-- Excerpt provided --
..........
Third Quarter Overview
In the third quarter of 2015 , we continued to grow market share and increase our food/non-food sales and gross profit by leveraging our “Fresh” product solutions, driving our Vendor Consolidation Initiative (VCI) and providing category management expertise in order to make our customers more relevant and profitable.
Our net sales in the third quarter of 2015 increased 8.9% , or $244.2 million , to $2,991.6 million compared to $2,747.4 million for the same period in 2014 . Excluding the effects of foreign currency fluctuations, net sales increased by approximately 11.3% driven primarily by market share gains and sales growth from existing customers. We believe lower fuel prices contributed to higher sales in the convenience industry during the third quarter of 2015 and year to date.
In addition to lower fuel prices, cigarette sales, which increased 10.3% , also benefitted from market share gains and comparable levels of cigarette price inflation. The success of our core strategies continued to drive the increase in our food/non-food sales, which increased 5.9% in the third quarter of 2015 compared to the same period in 2014. We believe that the growth in our food/non-food sales continues to be depressed due to weakness in some of the more traditional product categories and the effects of foreign currency changes.
Gross profit in the third quarter of 2015 increased 13.3% , or $20.2 million , to $171.6 million from $151.4 million for the same period in 2014 , driven primarily by an increase in food/non-food sales and gross margins. This increase also includes cigarette tax stamp inventory holding gains of approximately $8.3 million , and a $3.2 million decrease in LIFO expense, driven primarily by inflation being lower than previously estimated for the food/non-food categories. These increases in gross profit were offset by $5.2 million of candy inventory holding gains and $2.3 million in refunds related to the overpayment of excise taxes on OTP from prior years, both of which were recognized during the third quarter of 2014.
Operating expenses in the third quarter of 2015 increased by $15.0 million or 11.4% to $146.2 million from $131.2 million for the same period in 2014. Operating expenses in the third quarter of 2015 include approximately $4.5 million in incremental expenses for our Ohio division and the addition of the Karrys Bros. operations. In addition, increases in the amount of cubic feet of product handled, incremental customer deliveries and investment spending to support future growth contributed to higher operating costs in the third quarter of 2015.
Net income in the third quarter of 2015 increased 10.2% , or $1.4 million , to $15.1 million from $13.7 million for the same period in 2014 . The increase in net income for the third quarter of 2015 was driven primarily by an increase in food/non-food gross profit. Adjusted EBITDA (1) increased $4.8 million , or 13.2% , to $41.3 million for the third quarter of 2015 from $36.5 million for the same period in 2014 .
________________________________________
(1)
Adjusted EBITDA is a non-GAAP measure and should be considered as a supplement to, and not as a substitute for, or superior to, financial measures calculated in accordance with GAAP. Adjusted EBITDA is equal to net income adding back net interest expense, provision for income taxes, depreciation and amortization, LIFO expense, stock-based compensation expense and net foreign currency transaction gains or losses. See the calculation of Adjusted EBITDA in “Liquidity and Capital Resources” below.
..........
[Stored data entries]

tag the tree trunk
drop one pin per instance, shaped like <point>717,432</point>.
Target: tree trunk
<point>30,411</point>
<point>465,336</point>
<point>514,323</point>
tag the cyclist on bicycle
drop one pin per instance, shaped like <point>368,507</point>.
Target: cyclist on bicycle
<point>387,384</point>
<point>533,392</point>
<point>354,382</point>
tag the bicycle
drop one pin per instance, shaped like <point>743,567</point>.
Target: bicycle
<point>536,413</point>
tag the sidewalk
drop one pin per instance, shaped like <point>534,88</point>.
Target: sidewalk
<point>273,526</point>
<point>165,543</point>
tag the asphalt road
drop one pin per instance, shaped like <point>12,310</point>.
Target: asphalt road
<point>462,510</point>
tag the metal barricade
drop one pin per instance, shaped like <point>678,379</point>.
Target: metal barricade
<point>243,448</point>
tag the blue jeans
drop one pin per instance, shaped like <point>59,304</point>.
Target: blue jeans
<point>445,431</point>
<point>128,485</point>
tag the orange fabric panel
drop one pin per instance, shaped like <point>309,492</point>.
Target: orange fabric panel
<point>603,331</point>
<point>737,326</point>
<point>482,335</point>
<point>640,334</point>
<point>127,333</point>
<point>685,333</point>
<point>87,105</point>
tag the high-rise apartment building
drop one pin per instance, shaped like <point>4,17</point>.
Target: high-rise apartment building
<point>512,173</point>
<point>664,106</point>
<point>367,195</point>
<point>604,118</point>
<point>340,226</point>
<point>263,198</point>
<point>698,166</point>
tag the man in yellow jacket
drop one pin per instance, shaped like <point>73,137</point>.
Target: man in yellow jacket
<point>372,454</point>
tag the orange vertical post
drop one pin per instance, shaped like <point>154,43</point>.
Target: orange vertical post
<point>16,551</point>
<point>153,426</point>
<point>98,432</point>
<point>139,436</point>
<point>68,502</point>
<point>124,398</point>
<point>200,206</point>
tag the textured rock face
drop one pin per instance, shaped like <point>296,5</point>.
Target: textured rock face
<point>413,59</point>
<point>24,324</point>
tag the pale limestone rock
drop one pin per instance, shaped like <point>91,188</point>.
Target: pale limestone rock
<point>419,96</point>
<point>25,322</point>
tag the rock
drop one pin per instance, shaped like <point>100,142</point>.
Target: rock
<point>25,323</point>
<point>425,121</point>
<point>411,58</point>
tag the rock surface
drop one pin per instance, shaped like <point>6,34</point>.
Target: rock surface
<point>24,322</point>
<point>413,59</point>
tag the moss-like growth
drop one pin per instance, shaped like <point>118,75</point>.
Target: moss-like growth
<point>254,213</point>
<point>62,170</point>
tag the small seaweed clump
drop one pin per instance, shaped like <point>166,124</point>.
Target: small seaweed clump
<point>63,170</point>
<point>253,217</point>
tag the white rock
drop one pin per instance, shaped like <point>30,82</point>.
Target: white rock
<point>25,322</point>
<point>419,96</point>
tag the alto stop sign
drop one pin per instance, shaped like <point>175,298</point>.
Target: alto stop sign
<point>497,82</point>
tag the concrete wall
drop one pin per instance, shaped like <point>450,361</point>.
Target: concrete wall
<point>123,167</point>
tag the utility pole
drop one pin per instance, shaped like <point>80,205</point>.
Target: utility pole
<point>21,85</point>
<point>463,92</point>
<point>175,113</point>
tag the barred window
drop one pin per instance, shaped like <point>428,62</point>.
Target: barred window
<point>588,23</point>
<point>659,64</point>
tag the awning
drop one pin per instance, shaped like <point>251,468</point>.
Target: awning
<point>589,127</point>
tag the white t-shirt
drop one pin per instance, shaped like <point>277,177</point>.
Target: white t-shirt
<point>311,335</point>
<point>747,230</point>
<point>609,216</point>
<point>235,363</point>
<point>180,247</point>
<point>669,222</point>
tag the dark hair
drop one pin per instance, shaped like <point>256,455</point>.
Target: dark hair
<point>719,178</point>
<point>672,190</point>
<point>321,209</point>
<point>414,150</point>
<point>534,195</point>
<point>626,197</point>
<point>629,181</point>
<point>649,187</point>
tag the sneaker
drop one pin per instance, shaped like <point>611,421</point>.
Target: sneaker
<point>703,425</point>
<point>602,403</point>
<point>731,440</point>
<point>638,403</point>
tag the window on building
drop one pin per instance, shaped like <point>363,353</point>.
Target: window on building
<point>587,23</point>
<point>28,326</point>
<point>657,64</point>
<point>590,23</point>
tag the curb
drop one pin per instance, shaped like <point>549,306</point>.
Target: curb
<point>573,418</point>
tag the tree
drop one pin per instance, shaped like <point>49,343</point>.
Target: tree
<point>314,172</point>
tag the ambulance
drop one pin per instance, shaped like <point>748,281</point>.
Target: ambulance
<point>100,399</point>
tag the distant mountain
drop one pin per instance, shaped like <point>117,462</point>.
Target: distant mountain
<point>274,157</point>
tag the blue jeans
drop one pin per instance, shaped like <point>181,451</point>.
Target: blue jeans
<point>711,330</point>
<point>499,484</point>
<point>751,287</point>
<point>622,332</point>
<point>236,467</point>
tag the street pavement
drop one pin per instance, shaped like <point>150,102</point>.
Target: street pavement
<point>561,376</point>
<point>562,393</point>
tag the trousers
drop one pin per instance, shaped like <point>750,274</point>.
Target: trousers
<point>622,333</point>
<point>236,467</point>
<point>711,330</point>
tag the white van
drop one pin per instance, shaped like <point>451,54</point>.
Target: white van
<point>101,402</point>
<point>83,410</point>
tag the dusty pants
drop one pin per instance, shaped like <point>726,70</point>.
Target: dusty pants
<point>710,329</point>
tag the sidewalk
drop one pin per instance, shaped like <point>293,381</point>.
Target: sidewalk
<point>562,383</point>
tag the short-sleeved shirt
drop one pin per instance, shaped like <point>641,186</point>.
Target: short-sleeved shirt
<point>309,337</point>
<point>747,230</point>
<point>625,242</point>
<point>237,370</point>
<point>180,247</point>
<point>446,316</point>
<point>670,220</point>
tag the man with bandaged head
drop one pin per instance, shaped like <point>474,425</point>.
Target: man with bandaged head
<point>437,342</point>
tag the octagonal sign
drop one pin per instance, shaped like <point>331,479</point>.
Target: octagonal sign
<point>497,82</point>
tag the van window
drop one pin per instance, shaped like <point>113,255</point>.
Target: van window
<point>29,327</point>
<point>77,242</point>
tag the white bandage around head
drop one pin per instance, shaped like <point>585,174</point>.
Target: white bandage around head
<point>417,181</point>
..........
-- Required work --
Carry the third-quarter 2015 financial overview forward, picking up right after its final sentence.

-- Result --
14

Table of Contents

Business and Supply Expansion
We continue to benefit from the expansion of our business and the execution of our core strategies, focused primarily on enhancing our fresh product offering, leveraging VCI and providing category management expertise to our customers. Our strategies take costs and inefficiencies out of the supply chain, bringing our customers an avenue to offer high quality fresh foods and optimize their consumer product offering. We believe each of these strategies, when adopted, will increase the retailers’ profits.
Some of our more recent expansion activities include:
In October 2015, we signed a five year supply agreement with 7-Eleven, Inc. to service approximately 900 stores in three western regions. Core-Mark will be the primary wholesale distributor delivering a wide range of products to these stores out of three of our divisions - Las Vegas, NV, Salt Lake City, UT and Sacramento, CA. The anticipated start date for service under this agreement is October 2016.
In October 2015, we signed a five year agreement with Murphy USA to be the primary wholesale distributor to over 1,200 stores located in 23 states across the Southwest, Southeast and Midwest United States. Services under this contract are expected to begin in the first quarter of 2016 and are estimated to generate approximately $1.7 billion in annualized revenue for Core-Mark while creating efficiencies and a strategic supply chain relationship for Murphy USA.
In July 2015, we amended our contract with Rite Aid to expand our service to include other product categories in addition to the frozen, refrigerated, bakery and fresh food categories, which we began delivering in June 2014. We are committed to our long-term partnership with Rite Aid to help them maximize supply chain efficiencies and optimize product sales to meet the needs of their customers.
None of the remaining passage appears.